Text shown:

Last night a customer called, frantic, because Google had cached versions of private employee information. The information is not available unless you login.
They had do
Though the question mainly references session identifiers, the length of the identifier struck me as unusual.
There are at least two types of cookie/cookieless operations that can modify the query string to include an ID.
They are completely independent of each other (as far as I can tell).
A cookieless session allows the server to access session state data based on a unique ID in the URL versus a unique ID in a cookie. This is usually considered a fine practice, though ASP.Net reuses session IDs which makes it more prone to session fixation attempts (separate topic but worth knowing about).
Does session identity in ASP.net depend solely on the cookie? Can anyone, from any IP, with the cookie-url, access that session? Does ASP.net not, by default, also take into account?
The session ID is all that is required.
General Session Security Reading
Based on the length of the example data, I'm guessing your URL actually contains a forms authentication value, not a session ID. The source code suggests that cookieless mode is not something you must explicitly enable.

Exercise goal:
Decide whether each statement below agrees with the thread above on ASP.NET cookieless sessions, answering yes or no and quoting the words from the thread that settle it.
1. A cookieless session lets the server find session state through a unique ID placed in the URL.
2. ASP.Net never reuses session IDs.
3. Besides the session ID, something more is required to access a session.

(Photo object pointing records)
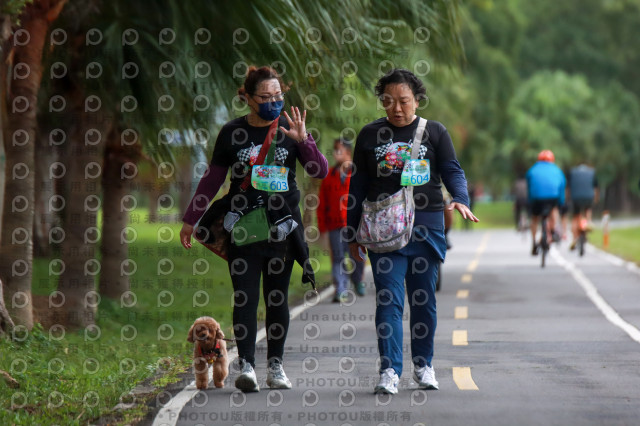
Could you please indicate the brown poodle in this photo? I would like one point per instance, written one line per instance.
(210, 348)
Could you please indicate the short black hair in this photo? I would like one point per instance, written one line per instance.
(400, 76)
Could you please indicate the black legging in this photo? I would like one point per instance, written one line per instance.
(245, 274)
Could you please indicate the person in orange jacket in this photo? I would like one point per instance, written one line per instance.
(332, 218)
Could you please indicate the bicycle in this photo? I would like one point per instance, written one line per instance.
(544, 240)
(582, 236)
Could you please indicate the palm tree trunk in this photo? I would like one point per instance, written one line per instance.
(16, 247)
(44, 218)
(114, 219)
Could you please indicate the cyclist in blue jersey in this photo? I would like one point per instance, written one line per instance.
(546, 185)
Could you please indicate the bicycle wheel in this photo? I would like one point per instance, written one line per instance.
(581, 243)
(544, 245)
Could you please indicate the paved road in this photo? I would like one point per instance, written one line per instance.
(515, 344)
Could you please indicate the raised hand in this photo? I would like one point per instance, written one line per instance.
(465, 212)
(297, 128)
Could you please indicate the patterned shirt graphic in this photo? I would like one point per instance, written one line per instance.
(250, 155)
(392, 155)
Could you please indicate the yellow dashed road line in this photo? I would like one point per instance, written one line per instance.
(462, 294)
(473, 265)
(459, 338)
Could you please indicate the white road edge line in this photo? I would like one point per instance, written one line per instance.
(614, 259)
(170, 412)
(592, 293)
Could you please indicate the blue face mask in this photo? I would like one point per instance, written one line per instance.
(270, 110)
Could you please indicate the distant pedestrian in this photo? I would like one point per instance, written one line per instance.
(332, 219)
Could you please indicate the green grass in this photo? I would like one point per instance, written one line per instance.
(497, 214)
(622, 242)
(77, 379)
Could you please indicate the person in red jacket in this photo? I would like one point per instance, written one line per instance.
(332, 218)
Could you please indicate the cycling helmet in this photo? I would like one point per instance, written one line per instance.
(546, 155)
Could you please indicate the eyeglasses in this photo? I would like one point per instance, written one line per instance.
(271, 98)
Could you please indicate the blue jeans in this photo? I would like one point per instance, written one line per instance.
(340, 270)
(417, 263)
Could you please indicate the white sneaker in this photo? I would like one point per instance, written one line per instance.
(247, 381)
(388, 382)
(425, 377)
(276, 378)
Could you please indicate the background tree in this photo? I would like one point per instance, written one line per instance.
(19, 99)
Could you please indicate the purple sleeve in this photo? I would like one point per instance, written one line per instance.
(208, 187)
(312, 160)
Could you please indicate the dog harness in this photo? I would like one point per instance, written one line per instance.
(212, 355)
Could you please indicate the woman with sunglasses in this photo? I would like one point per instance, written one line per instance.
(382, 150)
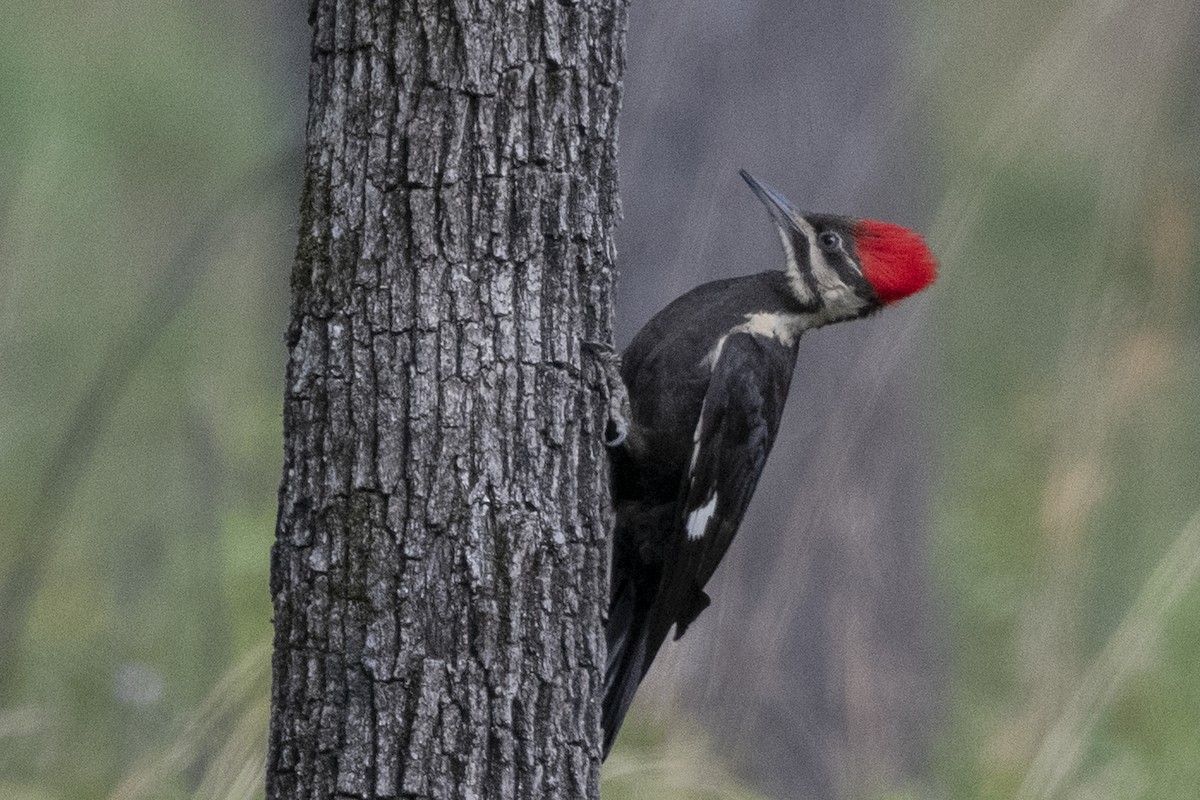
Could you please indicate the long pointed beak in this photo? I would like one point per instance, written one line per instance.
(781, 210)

Output for this exercise:
1. Yes: "A cookieless session allows the server to access session state data based on a unique ID in the URL versus a unique ID in a cookie."
2. No: "ASP.Net reuses session IDs which makes it more prone to session fixation attempts"
3. No: "The session ID is all that is required."